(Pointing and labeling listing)
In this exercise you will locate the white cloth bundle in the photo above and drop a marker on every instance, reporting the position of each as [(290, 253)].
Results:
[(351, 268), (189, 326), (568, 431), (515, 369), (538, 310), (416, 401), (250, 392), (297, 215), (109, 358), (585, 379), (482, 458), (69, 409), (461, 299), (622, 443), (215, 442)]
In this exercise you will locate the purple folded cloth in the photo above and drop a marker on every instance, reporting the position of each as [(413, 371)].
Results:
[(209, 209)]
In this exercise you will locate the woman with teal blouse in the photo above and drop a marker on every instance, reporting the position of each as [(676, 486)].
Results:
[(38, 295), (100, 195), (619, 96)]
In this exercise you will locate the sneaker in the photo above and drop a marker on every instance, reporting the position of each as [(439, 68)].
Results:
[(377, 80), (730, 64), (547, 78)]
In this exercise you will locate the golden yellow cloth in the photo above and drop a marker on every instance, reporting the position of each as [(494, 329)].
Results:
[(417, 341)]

PROBLEM TO WORK ON — Copy out every line of the listing above word for word.

WRITTEN RESPONSE —
In this exercise you will locate the white cloth bundle in the photo above and drop a marker on every instance, reporting the position of each as [(290, 253)].
Results:
[(351, 268), (189, 326), (568, 431), (515, 369), (538, 310), (416, 401), (250, 392), (297, 215), (109, 358), (585, 379), (482, 458), (69, 409), (461, 299), (622, 443), (215, 442)]
In this exercise you will locate the purple folded cloth in the photo above and drop a marker on every instance, reporting the position of each as [(413, 371)].
Results:
[(209, 209)]
In this exercise you will locate the woman with teal blouse in the photo above and drop a marker on every instance, reporting the position of each as [(676, 486)].
Results:
[(38, 295), (100, 195), (619, 96)]
In this exercise you will locate the sneaker in the photo above and drop a marker on every instance, reporting the position of each as [(439, 68)].
Results:
[(377, 80), (730, 64), (547, 78)]
In this exercise you will locate the golden yellow cloth in the photo above and drop a marker on every instance, reporting the position of each as [(494, 329)].
Results:
[(417, 341)]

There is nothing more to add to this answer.